### PROMPT
Rewrite the part of the data that opens with the line containing "of the bench" and closes with the line containing "pixel 460 297" as a numbered list, with both of those lines included and any blank lines left out. Use only that part of the data.

### Entries taken from a collection

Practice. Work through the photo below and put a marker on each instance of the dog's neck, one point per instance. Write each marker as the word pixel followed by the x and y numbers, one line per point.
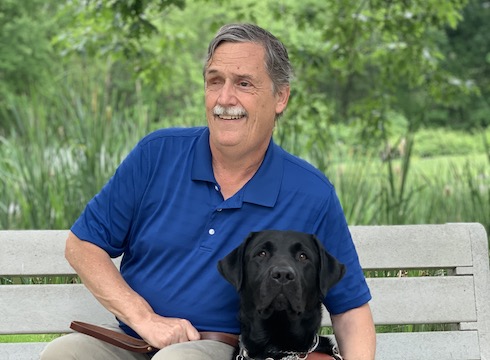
pixel 279 355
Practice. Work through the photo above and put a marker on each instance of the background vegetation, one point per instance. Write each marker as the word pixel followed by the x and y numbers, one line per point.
pixel 390 98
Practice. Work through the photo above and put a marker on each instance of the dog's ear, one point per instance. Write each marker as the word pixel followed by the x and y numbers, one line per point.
pixel 331 270
pixel 231 266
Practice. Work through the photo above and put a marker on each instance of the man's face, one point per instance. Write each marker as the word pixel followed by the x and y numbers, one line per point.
pixel 236 78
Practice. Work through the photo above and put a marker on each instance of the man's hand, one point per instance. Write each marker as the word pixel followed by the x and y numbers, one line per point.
pixel 160 331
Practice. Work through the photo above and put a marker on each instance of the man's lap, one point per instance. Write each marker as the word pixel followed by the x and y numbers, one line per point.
pixel 78 346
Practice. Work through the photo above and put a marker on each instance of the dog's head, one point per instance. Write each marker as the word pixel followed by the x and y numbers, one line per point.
pixel 281 271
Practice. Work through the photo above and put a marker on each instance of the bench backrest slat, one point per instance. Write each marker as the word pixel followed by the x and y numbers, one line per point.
pixel 460 297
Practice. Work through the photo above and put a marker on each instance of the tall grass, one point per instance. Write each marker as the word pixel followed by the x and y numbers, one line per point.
pixel 60 151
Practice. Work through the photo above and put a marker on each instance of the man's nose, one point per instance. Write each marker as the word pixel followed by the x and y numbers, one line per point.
pixel 227 95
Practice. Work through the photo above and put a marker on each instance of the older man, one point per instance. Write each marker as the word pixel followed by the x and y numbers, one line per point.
pixel 184 198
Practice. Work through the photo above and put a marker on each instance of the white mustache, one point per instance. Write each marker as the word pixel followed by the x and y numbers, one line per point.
pixel 219 110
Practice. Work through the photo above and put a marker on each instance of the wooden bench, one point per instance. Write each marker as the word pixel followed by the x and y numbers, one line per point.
pixel 454 292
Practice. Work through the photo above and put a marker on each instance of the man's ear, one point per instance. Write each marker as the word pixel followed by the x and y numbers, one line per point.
pixel 231 266
pixel 282 98
pixel 331 270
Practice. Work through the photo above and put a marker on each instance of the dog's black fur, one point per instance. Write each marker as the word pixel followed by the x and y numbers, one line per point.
pixel 282 278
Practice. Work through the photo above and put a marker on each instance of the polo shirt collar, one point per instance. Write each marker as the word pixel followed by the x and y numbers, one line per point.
pixel 262 189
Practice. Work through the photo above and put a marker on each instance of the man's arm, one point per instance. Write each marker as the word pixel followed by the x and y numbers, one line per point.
pixel 103 279
pixel 355 334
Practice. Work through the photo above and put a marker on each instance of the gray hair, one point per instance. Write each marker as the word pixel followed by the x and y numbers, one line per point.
pixel 276 56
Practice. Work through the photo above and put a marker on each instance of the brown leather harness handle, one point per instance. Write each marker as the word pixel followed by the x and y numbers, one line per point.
pixel 130 343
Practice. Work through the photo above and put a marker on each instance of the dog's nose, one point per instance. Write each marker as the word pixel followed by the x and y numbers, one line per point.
pixel 283 274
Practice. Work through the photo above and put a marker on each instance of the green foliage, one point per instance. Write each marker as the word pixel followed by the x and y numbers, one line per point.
pixel 26 55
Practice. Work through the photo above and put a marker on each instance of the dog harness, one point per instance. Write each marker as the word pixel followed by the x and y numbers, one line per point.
pixel 289 355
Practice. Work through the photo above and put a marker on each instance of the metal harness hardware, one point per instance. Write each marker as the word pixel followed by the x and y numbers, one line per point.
pixel 290 355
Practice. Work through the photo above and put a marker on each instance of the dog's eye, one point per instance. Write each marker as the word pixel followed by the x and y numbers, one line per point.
pixel 302 257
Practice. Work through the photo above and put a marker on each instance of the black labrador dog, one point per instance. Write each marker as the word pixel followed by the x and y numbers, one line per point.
pixel 282 278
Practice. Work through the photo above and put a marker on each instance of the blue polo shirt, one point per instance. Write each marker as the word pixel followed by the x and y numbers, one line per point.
pixel 163 211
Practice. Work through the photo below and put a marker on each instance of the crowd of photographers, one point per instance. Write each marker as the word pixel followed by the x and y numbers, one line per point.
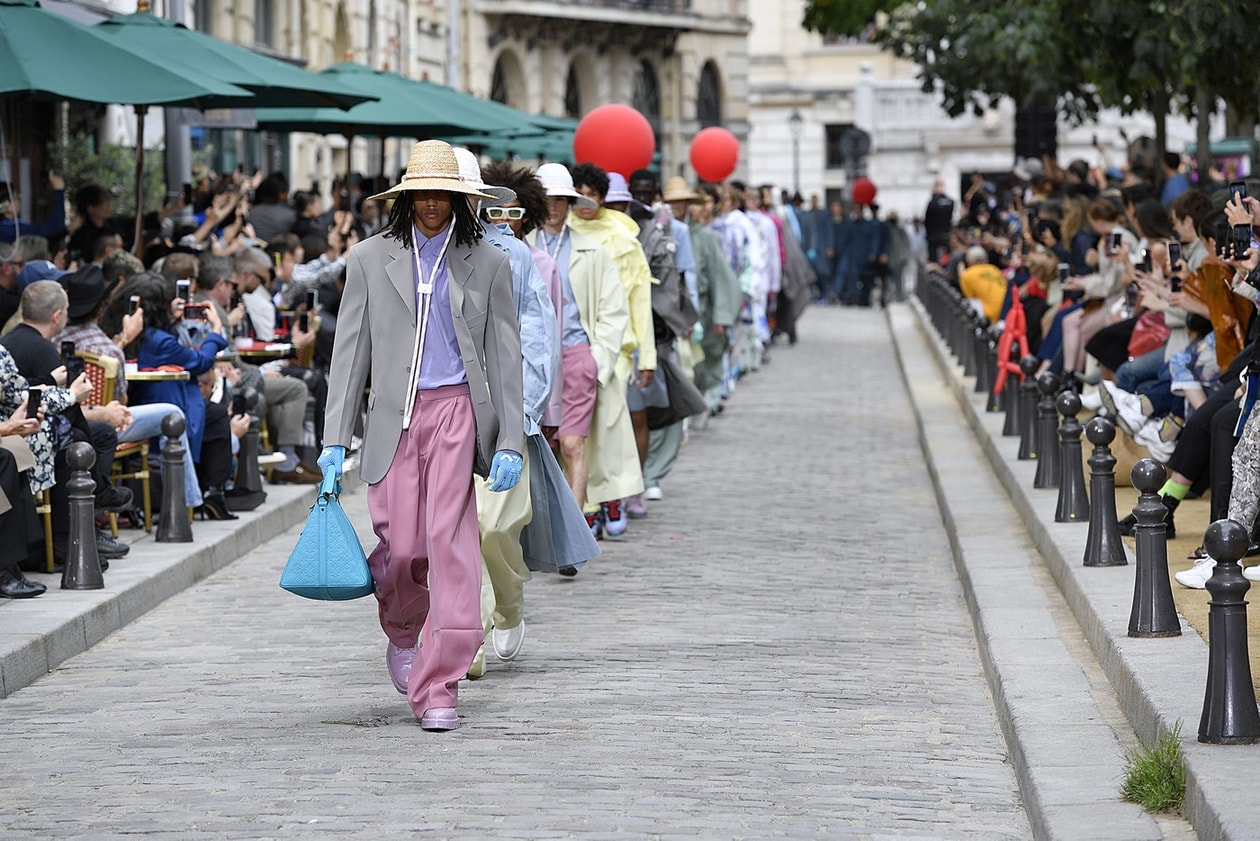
pixel 1135 284
pixel 228 328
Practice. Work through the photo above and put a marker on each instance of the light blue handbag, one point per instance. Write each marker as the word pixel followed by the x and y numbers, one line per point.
pixel 328 561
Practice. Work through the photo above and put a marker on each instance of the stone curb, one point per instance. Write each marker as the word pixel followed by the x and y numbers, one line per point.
pixel 1158 682
pixel 1069 774
pixel 39 634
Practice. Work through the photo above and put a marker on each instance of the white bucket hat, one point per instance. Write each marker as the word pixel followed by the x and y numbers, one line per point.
pixel 432 167
pixel 470 170
pixel 618 189
pixel 557 180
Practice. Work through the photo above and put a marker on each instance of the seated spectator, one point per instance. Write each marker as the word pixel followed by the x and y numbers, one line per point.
pixel 87 300
pixel 158 346
pixel 44 312
pixel 10 203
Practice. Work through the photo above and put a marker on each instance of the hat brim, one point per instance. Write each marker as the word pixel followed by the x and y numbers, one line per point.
pixel 584 202
pixel 445 184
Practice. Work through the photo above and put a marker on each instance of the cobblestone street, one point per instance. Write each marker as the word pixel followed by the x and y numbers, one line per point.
pixel 779 651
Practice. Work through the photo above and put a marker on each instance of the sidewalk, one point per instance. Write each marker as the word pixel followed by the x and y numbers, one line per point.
pixel 1158 682
pixel 38 634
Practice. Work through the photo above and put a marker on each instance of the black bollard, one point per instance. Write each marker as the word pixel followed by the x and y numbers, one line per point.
pixel 82 562
pixel 1154 614
pixel 1028 409
pixel 983 361
pixel 247 459
pixel 1074 506
pixel 1047 433
pixel 173 527
pixel 1103 546
pixel 1230 713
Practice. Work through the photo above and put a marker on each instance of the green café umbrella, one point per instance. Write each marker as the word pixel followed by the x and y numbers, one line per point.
pixel 406 109
pixel 49 57
pixel 271 81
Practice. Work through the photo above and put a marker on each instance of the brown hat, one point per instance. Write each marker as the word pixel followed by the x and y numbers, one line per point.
pixel 678 191
pixel 432 167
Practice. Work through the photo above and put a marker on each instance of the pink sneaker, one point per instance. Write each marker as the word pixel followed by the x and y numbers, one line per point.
pixel 635 507
pixel 400 660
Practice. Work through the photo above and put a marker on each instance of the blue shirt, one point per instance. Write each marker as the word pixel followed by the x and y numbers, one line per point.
pixel 442 363
pixel 536 314
pixel 561 250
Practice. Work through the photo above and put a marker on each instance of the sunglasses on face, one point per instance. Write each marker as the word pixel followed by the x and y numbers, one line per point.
pixel 503 213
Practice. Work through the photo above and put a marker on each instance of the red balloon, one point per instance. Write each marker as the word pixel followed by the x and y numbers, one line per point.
pixel 616 139
pixel 715 153
pixel 863 191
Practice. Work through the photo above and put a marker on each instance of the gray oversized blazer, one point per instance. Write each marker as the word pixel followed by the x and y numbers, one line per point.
pixel 376 329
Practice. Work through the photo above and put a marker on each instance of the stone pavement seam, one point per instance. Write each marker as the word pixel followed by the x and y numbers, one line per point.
pixel 39 634
pixel 1157 681
pixel 1069 776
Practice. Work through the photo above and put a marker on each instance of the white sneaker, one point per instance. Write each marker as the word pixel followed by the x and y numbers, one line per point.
pixel 1149 438
pixel 1091 400
pixel 508 641
pixel 1196 576
pixel 1128 407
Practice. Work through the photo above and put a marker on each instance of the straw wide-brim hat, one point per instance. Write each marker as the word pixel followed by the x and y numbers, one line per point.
pixel 557 180
pixel 678 191
pixel 432 167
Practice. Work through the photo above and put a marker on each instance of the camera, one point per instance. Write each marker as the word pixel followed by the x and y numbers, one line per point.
pixel 1222 238
pixel 1241 241
pixel 1144 262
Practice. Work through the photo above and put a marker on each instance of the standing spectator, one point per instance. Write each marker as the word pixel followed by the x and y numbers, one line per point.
pixel 938 221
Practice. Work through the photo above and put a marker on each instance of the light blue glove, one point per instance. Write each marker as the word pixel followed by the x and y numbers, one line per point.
pixel 505 470
pixel 330 462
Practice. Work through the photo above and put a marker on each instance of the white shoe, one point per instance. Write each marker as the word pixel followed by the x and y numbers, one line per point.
pixel 1128 407
pixel 1196 576
pixel 1149 438
pixel 508 641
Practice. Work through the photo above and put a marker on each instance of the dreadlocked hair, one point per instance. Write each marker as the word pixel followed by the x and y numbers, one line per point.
pixel 527 187
pixel 402 220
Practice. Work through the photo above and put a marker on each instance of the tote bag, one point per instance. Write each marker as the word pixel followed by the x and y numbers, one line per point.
pixel 328 561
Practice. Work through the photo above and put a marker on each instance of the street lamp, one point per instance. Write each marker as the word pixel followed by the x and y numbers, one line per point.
pixel 794 124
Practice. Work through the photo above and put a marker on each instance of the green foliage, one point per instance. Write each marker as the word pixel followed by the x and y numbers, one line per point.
pixel 114 168
pixel 842 17
pixel 1156 777
pixel 1077 54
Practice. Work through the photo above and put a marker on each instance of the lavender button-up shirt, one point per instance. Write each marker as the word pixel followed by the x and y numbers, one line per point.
pixel 442 363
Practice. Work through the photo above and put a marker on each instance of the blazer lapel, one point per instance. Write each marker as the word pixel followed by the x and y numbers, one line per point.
pixel 459 267
pixel 402 274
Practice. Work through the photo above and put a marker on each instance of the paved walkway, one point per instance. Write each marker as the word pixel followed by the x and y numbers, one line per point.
pixel 779 651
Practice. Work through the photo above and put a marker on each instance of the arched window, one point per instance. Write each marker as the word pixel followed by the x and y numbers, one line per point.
pixel 708 97
pixel 645 96
pixel 499 82
pixel 572 92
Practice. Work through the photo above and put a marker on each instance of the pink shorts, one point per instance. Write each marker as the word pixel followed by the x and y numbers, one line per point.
pixel 581 381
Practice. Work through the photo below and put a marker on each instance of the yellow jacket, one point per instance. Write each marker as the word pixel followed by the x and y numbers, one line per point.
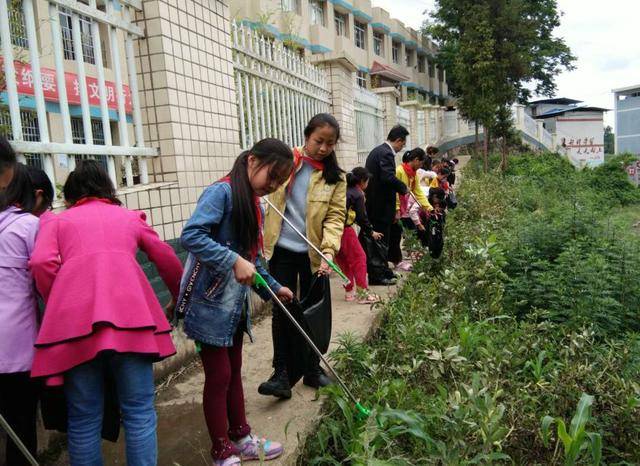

### RIGHT ANSWER
1. Practice. Work through the photo above and put a marker on each instance of the bench backrest slat, one point per instance. Write each marker as the word pixel followed by the x and y numbers, one line per point.
2. pixel 460 297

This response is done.